**DIRECTIONS FOR THIS TASK**
Put these lines into a Markdown table with the columns "Row" and "Line". Number each line in order and skip any blank ones.

**DATASET ROWS**
--- Begin ---
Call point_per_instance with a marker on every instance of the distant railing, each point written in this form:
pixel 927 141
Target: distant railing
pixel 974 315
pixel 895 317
--- End ---
**WRITTEN ANSWER**
| Row | Line |
|---|---|
| 1 | Call point_per_instance with a marker on every instance of the distant railing, each point written in this form: |
| 2 | pixel 927 141 |
| 3 | Target: distant railing |
| 4 | pixel 974 315 |
| 5 | pixel 895 317 |